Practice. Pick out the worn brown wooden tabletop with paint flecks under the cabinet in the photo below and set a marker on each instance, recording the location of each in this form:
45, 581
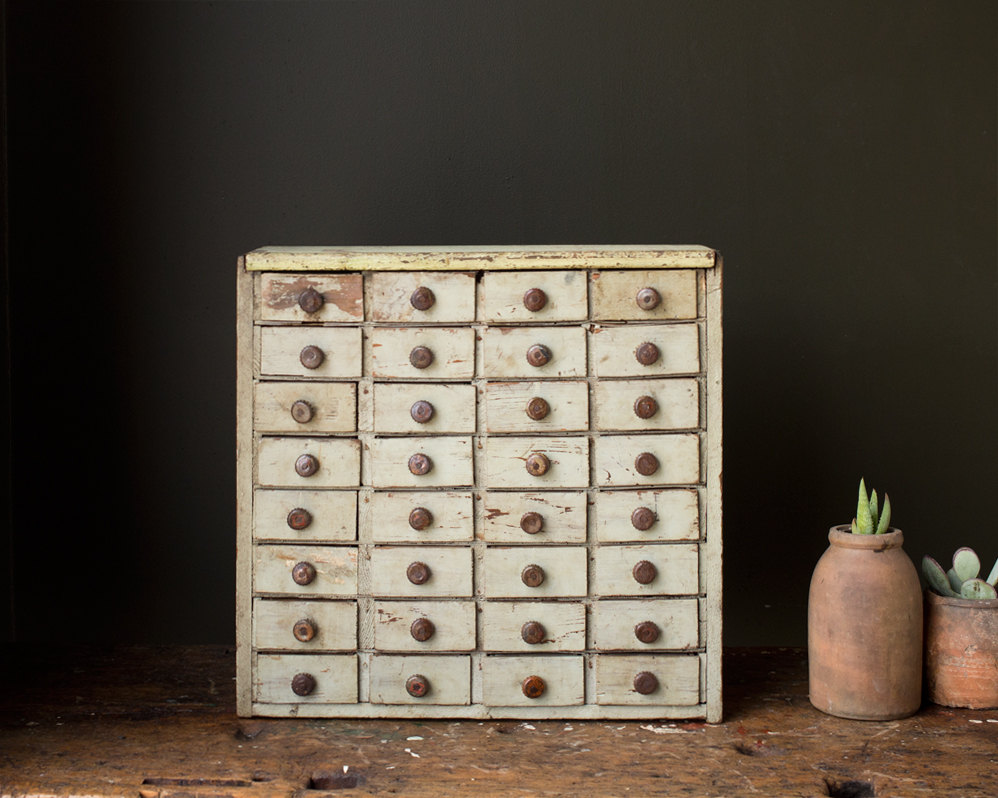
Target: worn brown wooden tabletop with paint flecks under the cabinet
160, 721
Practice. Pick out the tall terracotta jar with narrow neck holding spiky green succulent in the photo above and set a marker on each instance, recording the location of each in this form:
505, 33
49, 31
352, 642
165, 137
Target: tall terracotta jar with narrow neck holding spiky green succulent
864, 628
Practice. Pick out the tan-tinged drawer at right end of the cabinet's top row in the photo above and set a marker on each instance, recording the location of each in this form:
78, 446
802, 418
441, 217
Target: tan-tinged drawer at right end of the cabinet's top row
639, 295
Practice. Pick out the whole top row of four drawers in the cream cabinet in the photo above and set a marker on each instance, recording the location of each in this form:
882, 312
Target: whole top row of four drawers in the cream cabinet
506, 297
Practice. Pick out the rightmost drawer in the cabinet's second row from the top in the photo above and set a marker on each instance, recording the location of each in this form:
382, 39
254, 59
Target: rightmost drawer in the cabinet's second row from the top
640, 350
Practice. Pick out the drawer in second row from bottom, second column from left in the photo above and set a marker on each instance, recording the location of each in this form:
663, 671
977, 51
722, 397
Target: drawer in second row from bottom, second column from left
424, 625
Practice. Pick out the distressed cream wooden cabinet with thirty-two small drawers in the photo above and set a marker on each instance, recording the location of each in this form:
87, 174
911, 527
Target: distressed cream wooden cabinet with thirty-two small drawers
479, 482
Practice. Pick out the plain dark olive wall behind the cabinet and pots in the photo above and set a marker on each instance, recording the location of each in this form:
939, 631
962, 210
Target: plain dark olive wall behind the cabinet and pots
840, 154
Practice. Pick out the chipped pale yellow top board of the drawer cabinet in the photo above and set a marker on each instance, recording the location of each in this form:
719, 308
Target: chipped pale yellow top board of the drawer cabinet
615, 256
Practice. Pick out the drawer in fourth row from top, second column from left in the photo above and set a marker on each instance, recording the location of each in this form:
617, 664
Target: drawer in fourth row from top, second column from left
421, 462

_ _ _

All entries above should be returned exactly, apart from their pictures.

Practice. Pick out the worn brown wooden tabletop with paint flecks under the cabinet in the photo below and set a marker on each instance, recording the location of each in this form:
45, 581
Target: worn brown wooden tabletop with paint flecks under the cabinet
160, 721
Practice. Pick out the tall terracotta jar with narrow neck holding spiky green succulent in the photo above and set a marker on each instance, recording the location of each in this form:
505, 33
49, 31
352, 642
165, 137
Target: tall terracotta jar with narrow neck holding spiky green succulent
864, 628
Practice. Pick out the tan-tinged drawer at right end of the cabinet's top row in the photo above and set a marker on each instance, recording the location of each in this form:
78, 446
802, 418
441, 217
Target: tan-tinged drawer at right end of the cabinet's top row
639, 295
Practice. Pick out the whole top row of four drawers in the cream cabinet in the photo above and set a marker on each instance, recording the location of each in this form:
882, 312
Target: whole top row of four drawers in the cream cabinet
506, 297
Practice. Pick out the rightmost drawer in the cabinet's second row from the top in the photo above and set a marker on each instance, recording the location of each in this form:
382, 39
254, 59
Target: rightmost drawer in the cabinet's second row from the top
640, 350
Practice. Pick out the drawer in second row from bottom, second column from left in the photo above and set a marker on each instance, recording the location of each in this form:
663, 671
977, 51
722, 397
Target: drawer in second row from bottom, second column from left
424, 625
Practice. Pick out the distressed cream wooden cabinet with thirty-two small drawers in the photo above and set a marker on each instance, recording the location of each in this form:
87, 174
911, 527
Target: distressed cream wooden cabinet with thirty-two small drawers
479, 482
Practice. Pick out the plain dark olive wall behind the cabinet and pots in the photo above and set a marker on each instance, recording the location of each in this form:
939, 631
962, 210
Target: plain dark olive wall behind the cabinet and pots
840, 154
Practice. Pick out the chipped pale yellow top board of the drawer cabinet in the photo above and set a marker on each instance, recording the location of each in this form:
719, 308
Target: chipped pale yellow top board of the drawer cabinet
615, 256
Practice. Pick out the drawer in fourth row from top, second column from left in the photo above and set a marker on each instance, recording the location of each in this form:
617, 664
Target: drawer in fourth row from top, second column from left
421, 462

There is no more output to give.